DOCUMENT SECTION
Last reviewed 24 April 2013

Stuart Chamberlain, Croner author and employment law consultant, looks at the topic of whistleblowing, examines its framework and considers government proposals to amend the whistleblowing regime.

“Whistleblowing” is a term for what is known legally as a Public Interest Disclosure. The term is used when a member of staff raises a concern about a possible risk, wrong-doing or malpractice that has a public interest aspect to it, usually because it threatens others — for example, patients, colleagues or the public.

There have been a number of recent high-profile cases, notably in the NHS, and also some involving “gagging” clauses. To some, whistleblowers are martyrs in the public interest; to others they are merely sneaks, pursuing their own personal glory.

What does the Public Interest Disclosure Act 1998 do?

LISTED ENTRIES
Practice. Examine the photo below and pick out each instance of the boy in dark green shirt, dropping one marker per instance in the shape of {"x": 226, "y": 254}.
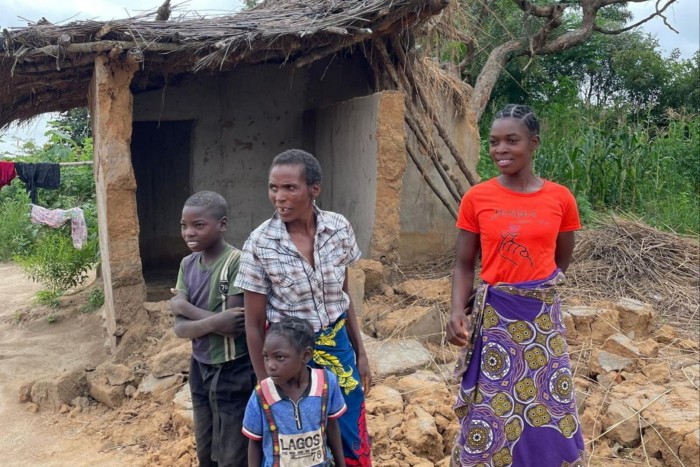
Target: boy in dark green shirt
{"x": 208, "y": 310}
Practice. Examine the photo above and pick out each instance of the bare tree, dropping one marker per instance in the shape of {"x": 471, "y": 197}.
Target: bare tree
{"x": 544, "y": 39}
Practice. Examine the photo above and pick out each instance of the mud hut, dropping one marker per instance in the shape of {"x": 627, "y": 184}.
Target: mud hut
{"x": 198, "y": 103}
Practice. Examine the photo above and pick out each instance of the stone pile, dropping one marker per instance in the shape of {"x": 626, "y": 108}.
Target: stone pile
{"x": 636, "y": 382}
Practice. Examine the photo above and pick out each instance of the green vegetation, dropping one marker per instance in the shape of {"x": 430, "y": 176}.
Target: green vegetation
{"x": 47, "y": 255}
{"x": 620, "y": 124}
{"x": 95, "y": 300}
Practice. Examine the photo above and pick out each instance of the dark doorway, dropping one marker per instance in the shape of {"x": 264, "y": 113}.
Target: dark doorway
{"x": 160, "y": 153}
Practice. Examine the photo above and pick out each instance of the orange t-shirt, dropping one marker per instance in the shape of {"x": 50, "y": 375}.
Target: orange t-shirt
{"x": 518, "y": 231}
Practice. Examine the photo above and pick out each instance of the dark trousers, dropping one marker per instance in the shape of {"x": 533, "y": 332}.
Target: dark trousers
{"x": 220, "y": 394}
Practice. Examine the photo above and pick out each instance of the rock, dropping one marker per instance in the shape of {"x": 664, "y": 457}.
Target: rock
{"x": 25, "y": 392}
{"x": 116, "y": 374}
{"x": 427, "y": 289}
{"x": 625, "y": 423}
{"x": 158, "y": 307}
{"x": 421, "y": 322}
{"x": 657, "y": 373}
{"x": 383, "y": 400}
{"x": 152, "y": 385}
{"x": 666, "y": 334}
{"x": 374, "y": 276}
{"x": 422, "y": 383}
{"x": 605, "y": 362}
{"x": 569, "y": 326}
{"x": 621, "y": 345}
{"x": 635, "y": 317}
{"x": 102, "y": 391}
{"x": 183, "y": 398}
{"x": 395, "y": 357}
{"x": 173, "y": 361}
{"x": 183, "y": 418}
{"x": 52, "y": 393}
{"x": 82, "y": 402}
{"x": 688, "y": 344}
{"x": 422, "y": 437}
{"x": 688, "y": 451}
{"x": 356, "y": 289}
{"x": 591, "y": 426}
{"x": 649, "y": 348}
{"x": 675, "y": 416}
{"x": 596, "y": 324}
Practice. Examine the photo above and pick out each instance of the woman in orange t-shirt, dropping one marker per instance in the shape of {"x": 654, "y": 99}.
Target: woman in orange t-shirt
{"x": 516, "y": 400}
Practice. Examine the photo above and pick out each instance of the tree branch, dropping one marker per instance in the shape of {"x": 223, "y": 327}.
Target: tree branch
{"x": 540, "y": 43}
{"x": 640, "y": 22}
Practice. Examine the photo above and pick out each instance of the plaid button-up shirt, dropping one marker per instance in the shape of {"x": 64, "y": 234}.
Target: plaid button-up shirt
{"x": 272, "y": 265}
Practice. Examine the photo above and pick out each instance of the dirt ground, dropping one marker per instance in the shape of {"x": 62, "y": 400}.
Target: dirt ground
{"x": 32, "y": 348}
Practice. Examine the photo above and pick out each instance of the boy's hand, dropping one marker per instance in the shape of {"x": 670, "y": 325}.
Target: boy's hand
{"x": 175, "y": 302}
{"x": 236, "y": 321}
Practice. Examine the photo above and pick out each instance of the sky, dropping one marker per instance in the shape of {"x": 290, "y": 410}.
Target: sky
{"x": 684, "y": 16}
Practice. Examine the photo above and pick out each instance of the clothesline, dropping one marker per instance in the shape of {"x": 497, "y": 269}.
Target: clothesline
{"x": 68, "y": 164}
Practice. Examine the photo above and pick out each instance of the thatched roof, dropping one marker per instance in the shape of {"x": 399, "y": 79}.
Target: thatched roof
{"x": 46, "y": 67}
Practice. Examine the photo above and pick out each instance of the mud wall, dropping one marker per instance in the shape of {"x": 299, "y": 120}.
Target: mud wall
{"x": 426, "y": 225}
{"x": 240, "y": 121}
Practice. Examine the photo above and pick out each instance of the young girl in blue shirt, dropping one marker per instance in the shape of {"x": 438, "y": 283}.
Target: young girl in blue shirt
{"x": 292, "y": 416}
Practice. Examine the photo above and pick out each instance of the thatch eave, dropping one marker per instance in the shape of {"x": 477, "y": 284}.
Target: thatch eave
{"x": 47, "y": 68}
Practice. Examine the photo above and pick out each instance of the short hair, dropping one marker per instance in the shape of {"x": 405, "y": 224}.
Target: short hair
{"x": 523, "y": 113}
{"x": 212, "y": 201}
{"x": 312, "y": 168}
{"x": 298, "y": 331}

EXERCISES TO COMPLETE
A) In the whistleblowing article, what is whistleblowing known as legally?
B) For each statement, say whether it agrees with the whistleblowing article. Answer yes or no and quote the deciding words. (i) The article was last reviewed in 2013. (ii) The recent high-profile cases have all been in the NHS. (iii) Some people regard whistleblowers as sneaks.
C) From the whistleblowing article, set down the passage that begins at the words "Last reviewed 24" and stops after "own personal glory.".
Nothing in the lines is needed here.

SOLUTIONS TO THE TASKS
A) A Public Interest Disclosure.

B)
(i) Yes: "Last reviewed 24 April 2013"
(ii) No: "notably in the NHS, and also some involving “gagging” clauses"
(iii) Yes: "to others they are merely sneaks, pursuing their own personal glory"

C)
Last reviewed 24 April 2013

Stuart Chamberlain, Croner author and employment law consultant, looks at the topic of whistleblowing, examines its framework and considers government proposals to amend the whistleblowing regime.

“Whistleblowing” is a term for what is known legally as a Public Interest Disclosure. The term is used when a member of staff raises a concern about a possible risk, wrong-doing or malpractice that has a public interest aspect to it, usually because it threatens others — for example, patients, colleagues or the public.

There have been a number of recent high-profile cases, notably in the NHS, and also some involving “gagging” clauses. To some, whistleblowers are martyrs in the public interest; to others they are merely sneaks, pursuing their own personal glory.